• _SOURCE TEXT_:
----------

How would one theoretically use #scraping from different sites of #events organizers and generate an #icalendar file to easily get notified of events in their city or region for themselves or their community?
This is to avoid using #meta as a source that many rely on for lack of alternatives (that are actually invested).
[#]webscraping #quitmeta
=> More informations about this toot | More toots from dobody@mastodon.design
@dobody very interested in this - mostly the data acquisition part. (imho, once you have the data, generating ways to deliver that -- such as rss feeds, ical, etc should be easy-ish). 📆
i run a @gancio instance as a calendar of local events -- which has many ways to export/follow. however, getting data IN is the hard part. (i just do it manually when i stumble on something. very difficult to get others to add to it at this point. 😭 )
=> More informations about this toot | More toots from Mumonkan@mastodon.online
@Mumonkan @gancio I jist took a detour to see how it would be done and depending on the site that hosts the event data, you can scrape inside specific classes.

----------

• _SOURCE MATERIAL_:
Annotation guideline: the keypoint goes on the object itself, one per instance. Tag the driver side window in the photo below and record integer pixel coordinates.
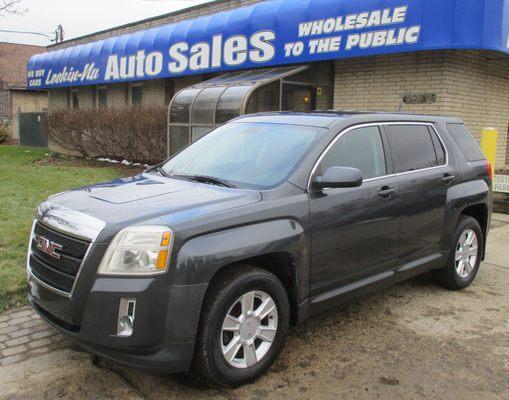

----------

• _AIM OF THE EXERCISE_: Print the portion of the scraping thread that opens with the words containing "This is to avoid" and closes with "inside specific classes.". The listing has nothing to do with the scraping thread.

• _EXERCISE RESULT_:
This is to avoid using #meta as a source that many rely on for lack of alternatives (that are actually invested).
[#]webscraping #quitmeta
=> More informations about this toot | More toots from dobody@mastodon.design
@dobody very interested in this - mostly the data acquisition part. (imho, once you have the data, generating ways to deliver that -- such as rss feeds, ical, etc should be easy-ish). 📆
i run a @gancio instance as a calendar of local events -- which has many ways to export/follow. however, getting data IN is the hard part. (i just do it manually when i stumble on something. very difficult to get others to add to it at this point. 😭 )
=> More informations about this toot | More toots from Mumonkan@mastodon.online
@Mumonkan @gancio I jist took a detour to see how it would be done and depending on the site that hosts the event data, you can scrape inside specific classes.